-------- THE RECORDS --------

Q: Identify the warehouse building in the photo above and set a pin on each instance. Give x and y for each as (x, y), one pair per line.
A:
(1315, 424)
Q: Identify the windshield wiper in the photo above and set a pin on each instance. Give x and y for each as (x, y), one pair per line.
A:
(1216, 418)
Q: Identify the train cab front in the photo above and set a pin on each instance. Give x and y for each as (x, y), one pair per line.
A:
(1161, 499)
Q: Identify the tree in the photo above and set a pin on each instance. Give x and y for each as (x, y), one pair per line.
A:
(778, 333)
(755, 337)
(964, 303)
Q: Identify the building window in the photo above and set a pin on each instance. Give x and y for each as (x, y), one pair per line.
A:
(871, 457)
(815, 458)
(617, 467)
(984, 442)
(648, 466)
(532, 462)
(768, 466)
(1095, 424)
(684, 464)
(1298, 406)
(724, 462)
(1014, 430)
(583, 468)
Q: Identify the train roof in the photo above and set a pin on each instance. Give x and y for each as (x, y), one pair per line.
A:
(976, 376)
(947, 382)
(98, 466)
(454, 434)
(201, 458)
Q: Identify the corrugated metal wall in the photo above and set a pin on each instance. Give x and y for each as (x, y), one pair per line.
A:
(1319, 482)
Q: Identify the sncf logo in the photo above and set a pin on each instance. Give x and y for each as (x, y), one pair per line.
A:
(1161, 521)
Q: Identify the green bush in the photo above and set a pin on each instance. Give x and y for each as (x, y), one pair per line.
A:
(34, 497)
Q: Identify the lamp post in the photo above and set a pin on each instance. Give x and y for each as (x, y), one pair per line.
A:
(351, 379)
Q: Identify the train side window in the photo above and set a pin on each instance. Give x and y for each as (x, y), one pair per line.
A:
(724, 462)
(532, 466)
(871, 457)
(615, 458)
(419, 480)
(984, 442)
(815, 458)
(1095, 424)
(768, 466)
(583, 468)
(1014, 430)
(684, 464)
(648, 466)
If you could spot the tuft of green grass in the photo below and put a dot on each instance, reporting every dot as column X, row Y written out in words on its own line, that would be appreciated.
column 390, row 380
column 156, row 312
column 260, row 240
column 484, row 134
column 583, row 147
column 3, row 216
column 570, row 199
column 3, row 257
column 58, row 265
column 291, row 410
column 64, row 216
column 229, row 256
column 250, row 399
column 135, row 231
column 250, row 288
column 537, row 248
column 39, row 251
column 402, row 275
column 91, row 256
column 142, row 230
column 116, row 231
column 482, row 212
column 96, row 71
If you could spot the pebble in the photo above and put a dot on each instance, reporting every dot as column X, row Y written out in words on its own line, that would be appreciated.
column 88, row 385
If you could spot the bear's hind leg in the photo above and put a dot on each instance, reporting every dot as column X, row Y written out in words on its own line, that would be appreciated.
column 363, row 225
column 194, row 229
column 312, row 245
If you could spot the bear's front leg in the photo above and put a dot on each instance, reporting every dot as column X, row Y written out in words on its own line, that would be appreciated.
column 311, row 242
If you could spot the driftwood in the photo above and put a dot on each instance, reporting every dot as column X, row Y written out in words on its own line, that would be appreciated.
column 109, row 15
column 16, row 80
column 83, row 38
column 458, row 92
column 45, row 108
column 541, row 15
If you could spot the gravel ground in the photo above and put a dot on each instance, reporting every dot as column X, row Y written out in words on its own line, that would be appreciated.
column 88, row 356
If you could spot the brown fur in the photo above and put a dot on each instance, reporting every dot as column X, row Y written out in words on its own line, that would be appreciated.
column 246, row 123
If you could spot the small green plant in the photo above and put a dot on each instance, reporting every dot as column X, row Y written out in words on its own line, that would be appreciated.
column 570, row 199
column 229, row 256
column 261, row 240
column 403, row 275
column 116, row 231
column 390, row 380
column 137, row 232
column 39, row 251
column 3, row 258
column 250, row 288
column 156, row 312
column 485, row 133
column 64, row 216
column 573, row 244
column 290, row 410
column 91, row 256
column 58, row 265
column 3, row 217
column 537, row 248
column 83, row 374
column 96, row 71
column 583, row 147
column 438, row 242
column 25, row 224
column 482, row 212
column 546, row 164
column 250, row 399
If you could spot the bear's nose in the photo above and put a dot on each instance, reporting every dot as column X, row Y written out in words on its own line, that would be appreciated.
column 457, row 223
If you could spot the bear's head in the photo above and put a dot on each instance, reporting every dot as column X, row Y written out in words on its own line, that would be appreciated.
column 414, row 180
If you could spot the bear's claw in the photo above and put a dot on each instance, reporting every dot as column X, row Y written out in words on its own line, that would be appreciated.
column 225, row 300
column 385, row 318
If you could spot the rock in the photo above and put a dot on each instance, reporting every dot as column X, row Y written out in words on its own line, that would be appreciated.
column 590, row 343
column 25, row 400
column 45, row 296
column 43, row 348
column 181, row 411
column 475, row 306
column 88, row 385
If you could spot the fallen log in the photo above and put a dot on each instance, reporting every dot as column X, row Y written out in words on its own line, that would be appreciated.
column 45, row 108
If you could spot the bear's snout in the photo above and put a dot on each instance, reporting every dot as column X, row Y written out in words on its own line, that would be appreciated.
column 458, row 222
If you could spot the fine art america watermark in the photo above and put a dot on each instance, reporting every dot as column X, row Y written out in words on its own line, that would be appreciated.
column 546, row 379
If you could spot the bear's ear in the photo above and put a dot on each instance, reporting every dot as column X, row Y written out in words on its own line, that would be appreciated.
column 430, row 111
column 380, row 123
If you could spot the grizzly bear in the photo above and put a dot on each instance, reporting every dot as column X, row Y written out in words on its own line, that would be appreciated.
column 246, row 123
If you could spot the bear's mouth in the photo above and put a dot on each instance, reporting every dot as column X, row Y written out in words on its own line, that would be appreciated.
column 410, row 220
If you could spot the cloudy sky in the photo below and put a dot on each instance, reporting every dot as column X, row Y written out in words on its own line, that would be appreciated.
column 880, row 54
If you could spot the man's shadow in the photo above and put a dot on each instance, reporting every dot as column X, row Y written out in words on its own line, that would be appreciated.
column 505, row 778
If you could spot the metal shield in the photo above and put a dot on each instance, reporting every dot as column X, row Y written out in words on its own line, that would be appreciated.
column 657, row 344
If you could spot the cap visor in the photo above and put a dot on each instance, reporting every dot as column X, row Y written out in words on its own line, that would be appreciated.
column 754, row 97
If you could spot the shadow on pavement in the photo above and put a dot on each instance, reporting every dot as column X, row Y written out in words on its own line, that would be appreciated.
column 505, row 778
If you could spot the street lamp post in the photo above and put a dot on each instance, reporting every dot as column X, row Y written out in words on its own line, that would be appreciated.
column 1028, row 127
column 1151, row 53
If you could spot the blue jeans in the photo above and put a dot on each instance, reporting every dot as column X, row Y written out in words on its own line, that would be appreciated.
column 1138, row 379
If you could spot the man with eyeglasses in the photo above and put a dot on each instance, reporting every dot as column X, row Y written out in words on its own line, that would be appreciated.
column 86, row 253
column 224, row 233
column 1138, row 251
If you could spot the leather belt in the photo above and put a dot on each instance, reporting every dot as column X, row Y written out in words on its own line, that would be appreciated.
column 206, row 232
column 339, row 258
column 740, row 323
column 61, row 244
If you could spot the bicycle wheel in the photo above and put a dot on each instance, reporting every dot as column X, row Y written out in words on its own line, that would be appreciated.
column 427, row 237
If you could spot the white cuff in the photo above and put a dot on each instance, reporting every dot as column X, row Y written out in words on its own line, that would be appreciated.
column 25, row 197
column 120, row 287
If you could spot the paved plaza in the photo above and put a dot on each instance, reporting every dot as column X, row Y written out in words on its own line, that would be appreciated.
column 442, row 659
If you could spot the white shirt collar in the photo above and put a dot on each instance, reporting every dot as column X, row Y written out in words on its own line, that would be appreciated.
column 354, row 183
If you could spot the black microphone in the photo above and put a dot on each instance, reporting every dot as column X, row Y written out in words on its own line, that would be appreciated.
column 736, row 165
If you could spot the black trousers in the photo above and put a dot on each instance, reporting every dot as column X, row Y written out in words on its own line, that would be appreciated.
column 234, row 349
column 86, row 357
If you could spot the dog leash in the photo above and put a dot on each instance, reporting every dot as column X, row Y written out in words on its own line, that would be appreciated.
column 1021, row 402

--------

## SET TASK
Switch "spot" to "find" in the lines from the one with "If you could spot the fallen" up to and including the one with "column 754, row 97", and give back only those lines with nothing else changed.

## FINISHED TASK
If you could find the fallen log in the photo above and put a dot on each instance, reporting every dot as column X, row Y written out in words on its own line, that would be appreciated.
column 45, row 108
If you could find the bear's snout in the photo above and put a dot on each instance, reporting every dot as column X, row Y written out in words on its own line, that would be appreciated.
column 458, row 222
If you could find the fine art america watermark in the photo above and put a dot on each instance, reporting every dot as column X, row Y written out in words on its own line, that would be appreciated.
column 546, row 379
If you could find the bear's ear in the photo above and put a dot on each instance, reporting every dot as column X, row Y written out in words on its own line, that would be appreciated.
column 430, row 111
column 380, row 123
If you could find the grizzly bear in the photo above and put a dot on each instance, reporting every dot as column X, row Y written out in words on its own line, that would be appreciated.
column 246, row 123
If you could find the bear's mouth in the photo above and put a dot on each instance, reporting every dot as column X, row Y written out in words on its own line, that would be appreciated.
column 410, row 220
If you could find the cloudy sky in the photo below and put a dot on each instance, reporting every dot as column X, row Y written out in words on its own line, that would be appreciated.
column 880, row 54
If you could find the man's shadow in the photo above and put a dot on each instance, reporting every dot as column X, row Y written out in words on its own line, that would be appreciated.
column 505, row 778
If you could find the metal shield in the photo above and put a dot on each instance, reporting every dot as column X, row Y written out in words on its own line, that would be appreciated.
column 657, row 344
If you could find the cap visor in the photo above and put a dot on each instance, reporting every dot as column X, row Y written out in words on its own line, that would be appreciated.
column 754, row 97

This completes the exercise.